Given task
Locate each line in the data below that contains the word "every" and copy those lines out. Matching is case-sensitive.

Extracted entries
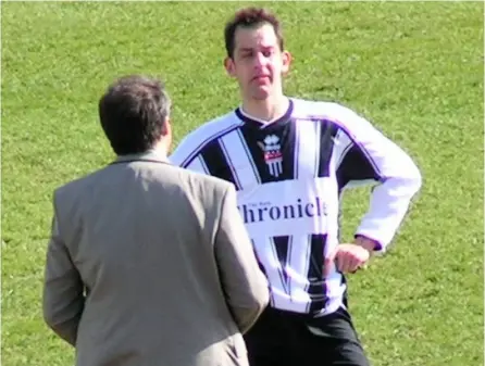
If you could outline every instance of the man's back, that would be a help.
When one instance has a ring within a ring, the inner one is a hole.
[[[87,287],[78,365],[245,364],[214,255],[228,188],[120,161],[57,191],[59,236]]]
--
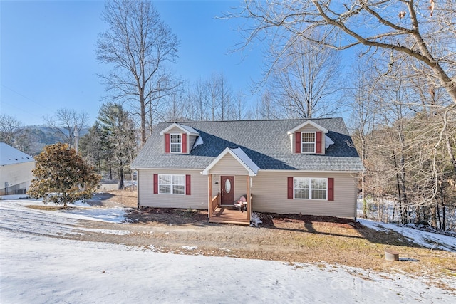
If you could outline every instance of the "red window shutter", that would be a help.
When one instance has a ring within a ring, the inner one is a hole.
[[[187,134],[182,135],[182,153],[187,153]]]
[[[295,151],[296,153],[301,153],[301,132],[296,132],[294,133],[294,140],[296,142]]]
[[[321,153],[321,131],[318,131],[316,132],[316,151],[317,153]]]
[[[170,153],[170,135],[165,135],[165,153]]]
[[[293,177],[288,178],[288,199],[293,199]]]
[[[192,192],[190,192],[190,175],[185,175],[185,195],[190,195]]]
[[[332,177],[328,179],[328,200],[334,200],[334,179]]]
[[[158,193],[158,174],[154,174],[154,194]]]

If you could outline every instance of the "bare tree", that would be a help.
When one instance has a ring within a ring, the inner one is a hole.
...
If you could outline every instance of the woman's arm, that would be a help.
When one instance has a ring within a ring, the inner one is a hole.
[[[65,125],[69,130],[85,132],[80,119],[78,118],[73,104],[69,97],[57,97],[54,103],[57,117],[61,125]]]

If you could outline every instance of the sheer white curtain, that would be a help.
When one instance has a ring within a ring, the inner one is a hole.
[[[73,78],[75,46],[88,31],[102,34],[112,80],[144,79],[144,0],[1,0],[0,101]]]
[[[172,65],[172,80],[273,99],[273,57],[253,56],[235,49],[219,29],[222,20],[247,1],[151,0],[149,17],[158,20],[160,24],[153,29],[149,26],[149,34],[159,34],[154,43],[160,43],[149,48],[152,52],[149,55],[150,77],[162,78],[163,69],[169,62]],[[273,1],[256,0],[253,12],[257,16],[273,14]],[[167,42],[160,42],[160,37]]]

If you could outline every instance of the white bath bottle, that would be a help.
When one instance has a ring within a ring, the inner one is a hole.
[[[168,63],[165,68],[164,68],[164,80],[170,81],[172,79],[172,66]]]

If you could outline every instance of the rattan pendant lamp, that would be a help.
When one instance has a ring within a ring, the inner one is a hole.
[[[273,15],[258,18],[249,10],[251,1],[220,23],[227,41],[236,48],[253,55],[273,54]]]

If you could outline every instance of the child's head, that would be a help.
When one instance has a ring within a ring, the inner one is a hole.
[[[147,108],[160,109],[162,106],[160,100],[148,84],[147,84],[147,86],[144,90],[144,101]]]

Answer for the task
If you could outline every instance of the man's back, that would be a help.
If you could outline every instance of the "red window shutter", that would be a help.
If you could outline every instance of the "bare tree", that would be a help.
If you could outline every instance of the woman's arm, that would be a help.
If you could outline every instance of the sheer white curtain, that would be a help.
If you could outline every instance of the white bath bottle, that would be a help.
If you could outline every instance of the rattan pendant lamp, that would be a help.
If you could outline every instance of the child's head, that would be a help.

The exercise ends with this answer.